▶ **PROBLEM REQUIREMENTS**
Your response should give back each record exactly, word for word.
- Opening Delimiter -
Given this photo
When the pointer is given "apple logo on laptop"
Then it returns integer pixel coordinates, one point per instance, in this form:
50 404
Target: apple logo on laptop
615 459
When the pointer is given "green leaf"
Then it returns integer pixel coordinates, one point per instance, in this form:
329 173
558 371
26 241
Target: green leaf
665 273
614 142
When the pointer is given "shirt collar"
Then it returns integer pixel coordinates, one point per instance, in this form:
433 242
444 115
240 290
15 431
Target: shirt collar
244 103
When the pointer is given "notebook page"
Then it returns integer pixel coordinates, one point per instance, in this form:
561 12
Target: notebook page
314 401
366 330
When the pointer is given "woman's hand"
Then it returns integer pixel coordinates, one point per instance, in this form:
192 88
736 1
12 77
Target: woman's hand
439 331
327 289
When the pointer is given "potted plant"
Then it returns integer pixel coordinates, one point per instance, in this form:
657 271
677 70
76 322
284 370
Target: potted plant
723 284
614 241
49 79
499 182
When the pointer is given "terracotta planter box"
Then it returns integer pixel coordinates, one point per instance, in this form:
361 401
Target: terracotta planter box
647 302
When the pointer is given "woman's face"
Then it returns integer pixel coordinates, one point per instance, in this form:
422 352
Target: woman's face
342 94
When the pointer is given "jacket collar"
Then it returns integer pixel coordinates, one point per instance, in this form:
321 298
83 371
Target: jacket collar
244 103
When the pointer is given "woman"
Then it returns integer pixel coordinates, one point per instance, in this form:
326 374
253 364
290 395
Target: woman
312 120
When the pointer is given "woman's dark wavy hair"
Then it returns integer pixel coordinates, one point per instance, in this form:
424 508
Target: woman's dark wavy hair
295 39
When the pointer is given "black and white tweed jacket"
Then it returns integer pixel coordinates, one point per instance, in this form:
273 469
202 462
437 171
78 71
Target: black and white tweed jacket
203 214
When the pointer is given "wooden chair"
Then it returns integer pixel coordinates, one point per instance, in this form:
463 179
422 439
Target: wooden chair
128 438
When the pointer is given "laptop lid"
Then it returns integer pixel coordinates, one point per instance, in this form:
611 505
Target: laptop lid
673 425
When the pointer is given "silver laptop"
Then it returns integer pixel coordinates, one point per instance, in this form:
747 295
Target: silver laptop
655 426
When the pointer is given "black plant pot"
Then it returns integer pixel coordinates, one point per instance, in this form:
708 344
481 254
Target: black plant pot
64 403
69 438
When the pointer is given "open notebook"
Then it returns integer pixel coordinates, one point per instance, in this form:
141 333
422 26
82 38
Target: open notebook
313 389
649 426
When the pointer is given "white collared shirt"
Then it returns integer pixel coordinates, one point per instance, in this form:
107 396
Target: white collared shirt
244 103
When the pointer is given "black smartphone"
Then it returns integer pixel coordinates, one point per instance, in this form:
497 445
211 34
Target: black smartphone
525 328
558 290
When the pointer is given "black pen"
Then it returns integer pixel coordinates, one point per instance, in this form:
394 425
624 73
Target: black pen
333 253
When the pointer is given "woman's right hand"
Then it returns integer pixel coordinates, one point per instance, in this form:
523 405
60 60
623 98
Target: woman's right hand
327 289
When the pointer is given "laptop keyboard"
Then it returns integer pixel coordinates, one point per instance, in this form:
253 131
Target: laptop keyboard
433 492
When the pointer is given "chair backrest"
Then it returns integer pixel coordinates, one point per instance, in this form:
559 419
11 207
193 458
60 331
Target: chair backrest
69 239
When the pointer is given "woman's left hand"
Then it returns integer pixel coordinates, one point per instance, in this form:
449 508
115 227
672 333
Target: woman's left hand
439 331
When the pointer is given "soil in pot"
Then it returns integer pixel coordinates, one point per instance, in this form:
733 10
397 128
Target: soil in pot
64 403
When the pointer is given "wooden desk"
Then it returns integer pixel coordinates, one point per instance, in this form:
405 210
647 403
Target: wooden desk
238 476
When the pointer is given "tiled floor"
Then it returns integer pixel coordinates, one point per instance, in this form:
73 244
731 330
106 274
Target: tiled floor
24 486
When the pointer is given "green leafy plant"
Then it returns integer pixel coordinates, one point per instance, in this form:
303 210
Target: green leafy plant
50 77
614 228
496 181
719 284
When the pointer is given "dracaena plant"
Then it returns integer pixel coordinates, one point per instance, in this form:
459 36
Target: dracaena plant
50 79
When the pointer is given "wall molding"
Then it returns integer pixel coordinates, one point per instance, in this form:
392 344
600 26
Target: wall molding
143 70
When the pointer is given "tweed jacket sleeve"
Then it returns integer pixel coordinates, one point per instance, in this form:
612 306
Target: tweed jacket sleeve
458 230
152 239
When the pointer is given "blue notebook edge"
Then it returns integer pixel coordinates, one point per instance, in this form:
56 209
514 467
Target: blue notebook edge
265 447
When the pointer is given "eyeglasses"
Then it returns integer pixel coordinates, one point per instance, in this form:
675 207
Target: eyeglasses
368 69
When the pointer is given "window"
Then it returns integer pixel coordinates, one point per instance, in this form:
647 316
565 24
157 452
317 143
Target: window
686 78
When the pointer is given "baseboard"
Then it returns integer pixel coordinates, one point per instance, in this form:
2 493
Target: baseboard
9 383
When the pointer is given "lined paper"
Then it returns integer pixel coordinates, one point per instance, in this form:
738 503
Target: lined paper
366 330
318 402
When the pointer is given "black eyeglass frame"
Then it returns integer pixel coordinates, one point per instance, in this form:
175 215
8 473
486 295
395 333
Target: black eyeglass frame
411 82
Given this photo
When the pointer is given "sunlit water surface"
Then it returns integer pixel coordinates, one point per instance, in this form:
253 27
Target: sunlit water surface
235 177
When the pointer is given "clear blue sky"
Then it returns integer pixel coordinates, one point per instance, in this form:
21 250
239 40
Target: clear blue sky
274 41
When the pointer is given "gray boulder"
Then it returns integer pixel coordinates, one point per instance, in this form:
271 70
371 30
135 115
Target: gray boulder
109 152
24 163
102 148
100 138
- Closing Delimiter -
▶ **EXERCISE ANSWER**
Given this photo
When the pointer is given "apple logo on laptop"
Then it returns integer pixel coordinates, one point per instance, in this form:
50 404
Target: apple logo on laptop
615 459
When the pointer is given "green leaf"
Then it returns integer pixel coordinates, one point per instance, in this form:
329 173
558 371
26 241
Target: green leaf
665 273
614 142
When the pointer is given "shirt collar"
Then it returns integer pixel coordinates, one point per instance, in this form:
433 242
444 115
240 290
15 431
Target: shirt collar
244 103
When the pointer is given "notebook page"
Then it returns integer pixel coordinates, one point per instance, in this form:
561 12
Target: notebook page
314 401
366 330
When the pointer is given "woman's hand"
Then it returns integer pixel coordinates, one point per instance, in this form:
192 88
736 1
12 77
Target: woman's hand
439 331
327 289
When the pointer is given "potted plant"
Then it returns integer pixel coordinates, one point per instance, in this form:
657 271
677 70
76 322
284 370
Target: potted plant
723 284
614 241
49 79
499 182
When the pointer is given "terracotta planter box"
Then it returns integer pixel coordinates, one point per instance, in this form:
361 401
Target: terracotta planter box
647 302
When the pointer is given "woman's face"
Then it returns integer pixel coordinates, one point per instance, in this form:
422 352
Target: woman's face
342 94
When the pointer is given "jacket collar"
Then it returns integer pixel coordinates, one point per instance, in this form:
321 298
83 371
Target: jacket collar
244 103
When the pointer is given "woman"
Then it returns integer pixel coordinates, one point per instance, in this form:
326 374
253 364
290 395
Target: woman
312 120
When the pointer is given "woman's dark wavy hair"
Then it returns integer pixel coordinates, one point per instance, in this form:
424 508
Target: woman's dark wavy hair
295 39
When the pointer is given "black and white tweed jacket"
Then it returns integer pixel coordinates, one point per instance, in this form:
273 469
202 462
437 171
78 71
Target: black and white tweed jacket
203 214
When the pointer is given "wooden chair"
Then it returns integer pixel coordinates, one point per instance, in this form:
463 179
422 439
Target: wooden chair
128 438
When the pointer is given "laptop lid"
Then it returns integer pixel coordinates, one point per instance, in this form:
611 505
Target: laptop lid
673 425
When the pointer is given "silver laptop"
Then it returns integer pixel coordinates, one point per instance, in this form:
747 295
Target: silver laptop
655 426
When the pointer is given "black plant pot"
Then it returns integer pixel coordinates, one point per instance, in this form:
708 344
481 254
Target: black plant pot
64 403
69 438
When the pointer is given "open notebook"
Then it returns integer pixel coordinates, one point per instance, in this form:
141 333
422 26
82 38
Target: open notebook
313 389
649 426
When the pointer is given "white collared shirt"
Then it returns integer pixel coordinates, one point per instance, in this form:
107 396
Target: white collared shirt
244 103
When the pointer is given "black smartphone"
Then it returns integer pixel coordinates, one point per instance, in this form:
497 445
211 34
Target: black smartphone
525 328
558 290
When the pointer is given "black pen"
Then it returns integer pixel coordinates, one point per instance, in this form:
394 425
624 73
Target: black pen
333 253
When the pointer is given "woman's right hand"
Then it returns integer pixel coordinates, one point per instance, in this form:
523 405
60 60
623 98
Target: woman's right hand
327 289
When the pointer is given "laptop keyboard"
Then it returns integer pixel coordinates, one point per instance, in this form:
253 131
Target: laptop keyboard
433 492
When the pointer is given "chair backrest"
Then it returns integer pixel coordinates, one point per instance, in this form:
559 419
11 207
193 458
60 331
Target: chair backrest
69 239
When the pointer is given "woman's left hand"
Then it returns integer pixel coordinates, one point per instance, in this form:
449 508
115 227
672 333
Target: woman's left hand
439 331
When the pointer is given "soil in pot"
Then it returns integer pixel coordinates, one point per instance, in this form:
733 10
397 128
Target: soil in pot
64 403
When the pointer is given "wooden desk"
Then it returns integer pixel coordinates, one point per instance, in this form:
405 210
647 403
Target: wooden desk
238 476
When the pointer is given "tiled floor"
Then it returns integer pixel coordinates, one point per instance, in this form:
73 244
731 330
106 274
Target: tiled floor
24 486
When the pointer is given "green leafy plant"
Then it returns integer pixel coordinates, one point per instance, in this form:
303 210
Target: green leafy plant
50 77
614 228
496 181
719 284
When the pointer is given "dracaena plant"
Then it returns integer pixel coordinates, one point per instance, in this form:
459 36
Target: dracaena plant
50 79
When the pointer is given "wall molding"
Then it returns integer pixel coordinates, one point per instance, in this form:
392 344
600 26
Target: wall molding
143 70
When the pointer is given "tweed jacket sleeve"
Then it returns integer pixel coordinates, one point per instance, in this form:
612 306
Target: tweed jacket sleeve
458 230
152 239
When the pointer is given "blue notebook edge"
Then it returns integer pixel coordinates, one point per instance, in this form:
56 209
514 467
Target: blue notebook edge
265 447
When the pointer is given "eyeglasses"
Then it returns integer pixel coordinates, one point per instance, in this form:
675 207
Target: eyeglasses
368 69
When the pointer is given "window"
Then it returns integer pixel coordinates, one point per instance, in this form:
647 316
565 24
157 452
317 143
Target: window
686 78
When the pointer is given "baseboard"
Then it returns integer pixel coordinates, one point per instance, in this form:
2 493
Target: baseboard
9 383
When the pointer is given "lined paper"
Then it returns integer pixel coordinates, one point per instance, in this form:
738 503
Target: lined paper
366 330
318 402
When the pointer is given "black eyeglass frame"
Then it returns integer pixel coordinates, one point per instance, in this form:
175 215
8 473
486 295
395 333
Target: black eyeglass frame
411 82
Given this photo
When the pointer is given "sunlit water surface"
Then it returns integer pixel coordinates, one point per instance, in this form:
253 27
Target: sunlit water surface
235 177
When the pointer is given "clear blue sky"
Then it returns integer pixel coordinates, one point per instance, in this form:
21 250
239 40
Target: clear blue sky
274 41
When the pointer is given "gray boulder"
Then it returns integer pixel coordinates, one point per instance, in this form:
271 70
371 30
135 115
Target: gray boulder
109 152
24 163
102 148
100 138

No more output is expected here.